■ EXERCISE TASK 1:
Answer these questions using the bug report:
(a) Who is listed as the QA contact?
(b) What target release is given?
(c) In the cluster_version metric, which type corresponds to the FROM version?
■ EXERCISE TASK 2:
Copy the bug report word for word, from "Description Clayton Coleman" to "joining in prometheus.".

■ SOURCE DOCUMENT:
◆ ◆ ◆ ◆ ◆ ◆ ◆

Note: This bug is displayed in read-only format because the product is no longer active in Red Hat Bugzilla.

Bug 1720308

Summary: Unable to join cluster version upgrade info in promql for monitoring dashboards of upgrades
Product: OpenShift Container Platform Reporter: Clayton Coleman <ccoleman>
Component: Cluster Version OperatorAssignee: Abhinav Dahiya <adahiya>
Status: CLOSED ERRATA QA Contact: Junqi Zhao <juzhao>
Severity: high Docs Contact:
Priority: unspecified    
Version: 4.1.0CC: aos-bugs, gblomqui, jokerman, juzhao, mmccomas, tnozicka, xtian, xxia
Target Milestone: ---   
Target Release: 4.1.z   
Hardware: Unspecified   
OS: Unspecified   
Whiteboard: 4.1.4
Fixed In Version: Doc Type: If docs needed, set a value
Doc Text:
Story Points: ---
Clone Of: 1713207 Environment:
Last Closed: 2019-07-04 09:01:40 UTC Type: ---
Regression: --- Mount Type: ---
Documentation: --- CRM:
Verified Versions: Category: ---
oVirt Team: --- RHEL 7.3 requirements from Atomic Host:
Cloudforms Team: --- Target Upstream Version:
Embargoed:

Description Clayton Coleman 2019-06-13 15:59:29 UTC
A key goal of the prometheus metrics returned through telemetry is to determine what upgrades are actually broken.  We currently return cluster_version with multiple types and the same label "version" (so "updating" is the TO, "current" is the FROM).  However, there are significant limitations in promql that prevent prometheus or Grafana from easily querying and joining that data to other fields - you can't take a query for a list of all degraded operators and determine whether they are failing during an upgrade.

We need to work within the bounds of what promql allows and ensure the cluster_version{type="updating"} metric is useful for attaching to other queries, since this is the encouraged way of joining in prometheus.

◆ ◆ ◆ ◆ ◆ ◆ ◆

■ Dataset records:

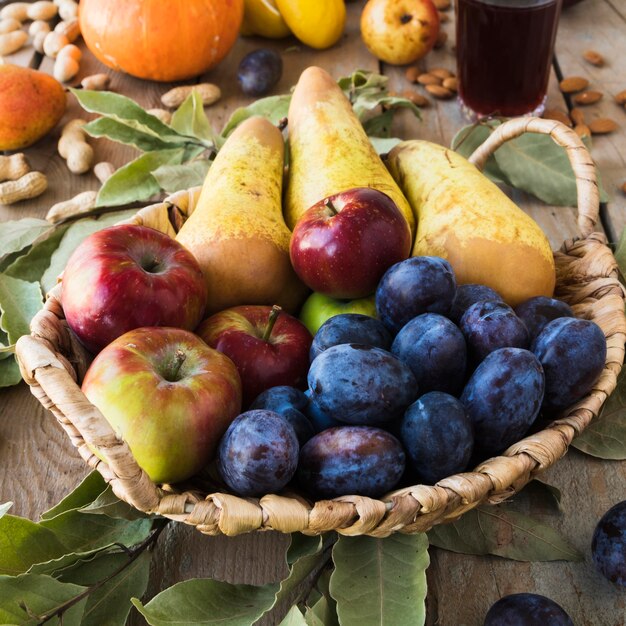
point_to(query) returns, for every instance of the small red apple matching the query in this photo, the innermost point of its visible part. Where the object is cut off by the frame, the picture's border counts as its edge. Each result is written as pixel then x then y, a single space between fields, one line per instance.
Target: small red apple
pixel 269 347
pixel 168 395
pixel 129 276
pixel 343 245
pixel 399 31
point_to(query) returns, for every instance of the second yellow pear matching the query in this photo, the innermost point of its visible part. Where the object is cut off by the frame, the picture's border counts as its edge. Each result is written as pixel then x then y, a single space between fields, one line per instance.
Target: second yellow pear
pixel 317 23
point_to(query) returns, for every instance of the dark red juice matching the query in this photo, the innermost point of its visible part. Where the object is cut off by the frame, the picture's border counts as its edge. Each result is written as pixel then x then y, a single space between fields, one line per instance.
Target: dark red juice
pixel 504 52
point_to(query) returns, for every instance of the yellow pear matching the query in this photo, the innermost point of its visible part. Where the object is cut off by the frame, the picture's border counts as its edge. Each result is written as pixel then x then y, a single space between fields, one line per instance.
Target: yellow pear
pixel 464 218
pixel 329 150
pixel 237 232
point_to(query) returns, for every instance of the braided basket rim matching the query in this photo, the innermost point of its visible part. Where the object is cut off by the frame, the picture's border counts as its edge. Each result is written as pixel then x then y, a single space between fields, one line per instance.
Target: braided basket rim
pixel 52 361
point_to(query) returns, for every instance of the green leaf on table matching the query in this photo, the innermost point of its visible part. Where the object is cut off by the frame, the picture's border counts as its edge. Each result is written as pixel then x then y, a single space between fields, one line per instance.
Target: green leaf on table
pixel 205 602
pixel 19 302
pixel 110 604
pixel 605 437
pixel 134 181
pixel 123 109
pixel 380 581
pixel 139 137
pixel 74 235
pixel 502 532
pixel 16 235
pixel 40 595
pixel 23 543
pixel 85 493
pixel 172 178
pixel 32 265
pixel 83 533
pixel 294 618
pixel 469 138
pixel 191 120
pixel 274 108
pixel 107 503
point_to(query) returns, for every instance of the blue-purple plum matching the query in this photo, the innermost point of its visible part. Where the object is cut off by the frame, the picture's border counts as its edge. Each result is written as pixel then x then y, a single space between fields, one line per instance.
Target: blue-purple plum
pixel 350 328
pixel 421 284
pixel 359 384
pixel 258 454
pixel 526 609
pixel 572 353
pixel 503 397
pixel 466 295
pixel 291 403
pixel 434 348
pixel 538 311
pixel 608 545
pixel 359 460
pixel 489 326
pixel 438 436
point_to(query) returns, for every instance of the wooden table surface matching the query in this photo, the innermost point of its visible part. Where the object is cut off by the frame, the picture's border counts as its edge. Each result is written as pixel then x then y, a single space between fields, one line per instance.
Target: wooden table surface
pixel 40 465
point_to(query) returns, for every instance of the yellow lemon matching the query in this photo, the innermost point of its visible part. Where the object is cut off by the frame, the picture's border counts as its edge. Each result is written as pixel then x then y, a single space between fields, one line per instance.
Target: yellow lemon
pixel 261 17
pixel 317 23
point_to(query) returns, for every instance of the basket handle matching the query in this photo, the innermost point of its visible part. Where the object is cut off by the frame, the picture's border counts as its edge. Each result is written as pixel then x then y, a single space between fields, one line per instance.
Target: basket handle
pixel 579 157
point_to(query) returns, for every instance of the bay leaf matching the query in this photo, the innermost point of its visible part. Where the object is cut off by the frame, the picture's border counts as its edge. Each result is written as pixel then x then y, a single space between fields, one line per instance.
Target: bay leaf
pixel 380 581
pixel 15 235
pixel 74 235
pixel 191 120
pixel 605 437
pixel 41 595
pixel 134 181
pixel 23 543
pixel 500 531
pixel 110 604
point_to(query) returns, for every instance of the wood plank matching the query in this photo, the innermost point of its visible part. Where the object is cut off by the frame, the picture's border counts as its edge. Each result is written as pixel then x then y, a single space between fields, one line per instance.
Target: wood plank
pixel 601 26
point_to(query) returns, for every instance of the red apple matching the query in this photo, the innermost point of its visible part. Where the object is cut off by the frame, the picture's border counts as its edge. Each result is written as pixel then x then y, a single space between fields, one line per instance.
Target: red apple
pixel 269 347
pixel 343 245
pixel 129 276
pixel 168 395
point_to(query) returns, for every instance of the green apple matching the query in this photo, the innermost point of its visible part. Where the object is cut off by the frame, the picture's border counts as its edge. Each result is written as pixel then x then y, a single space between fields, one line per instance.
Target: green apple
pixel 318 308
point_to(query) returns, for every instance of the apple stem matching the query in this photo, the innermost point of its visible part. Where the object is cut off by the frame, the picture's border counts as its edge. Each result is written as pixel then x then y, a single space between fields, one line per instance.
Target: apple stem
pixel 274 313
pixel 331 206
pixel 179 359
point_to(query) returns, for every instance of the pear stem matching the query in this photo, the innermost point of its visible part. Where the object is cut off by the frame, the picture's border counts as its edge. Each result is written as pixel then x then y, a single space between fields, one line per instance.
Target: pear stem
pixel 331 206
pixel 274 313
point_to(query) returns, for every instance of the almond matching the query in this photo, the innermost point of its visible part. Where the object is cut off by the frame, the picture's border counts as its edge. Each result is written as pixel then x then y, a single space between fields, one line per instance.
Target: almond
pixel 620 98
pixel 451 83
pixel 416 98
pixel 442 37
pixel 587 97
pixel 441 72
pixel 411 74
pixel 428 79
pixel 558 115
pixel 442 5
pixel 582 130
pixel 602 126
pixel 577 115
pixel 593 57
pixel 439 92
pixel 572 84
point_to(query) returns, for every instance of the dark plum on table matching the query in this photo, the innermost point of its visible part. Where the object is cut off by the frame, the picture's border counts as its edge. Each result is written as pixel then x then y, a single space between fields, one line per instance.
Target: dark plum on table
pixel 361 460
pixel 435 350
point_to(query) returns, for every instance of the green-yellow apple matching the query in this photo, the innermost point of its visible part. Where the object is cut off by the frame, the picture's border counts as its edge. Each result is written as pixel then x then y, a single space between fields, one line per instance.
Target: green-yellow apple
pixel 318 308
pixel 399 31
pixel 168 395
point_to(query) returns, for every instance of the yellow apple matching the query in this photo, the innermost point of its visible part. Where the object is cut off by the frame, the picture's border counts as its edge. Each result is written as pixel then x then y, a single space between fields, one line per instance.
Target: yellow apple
pixel 399 31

◆ ◆ ◆ ◆ ◆ ◆ ◆

■ TASK ANSWER 1:
(a) Junqi Zhao
(b) 4.1.z
(c) "current"

■ TASK ANSWER 2:
Description Clayton Coleman 2019-06-13 15:59:29 UTC
A key goal of the prometheus metrics returned through telemetry is to determine what upgrades are actually broken.  We currently return cluster_version with multiple types and the same label "version" (so "updating" is the TO, "current" is the FROM).  However, there are significant limitations in promql that prevent prometheus or Grafana from easily querying and joining that data to other fields - you can't take a query for a list of all degraded operators and determine whether they are failing during an upgrade.

We need to work within the bounds of what promql allows and ensure the cluster_version{type="updating"} metric is useful for attaching to other queries, since this is the encouraged way of joining in prometheus.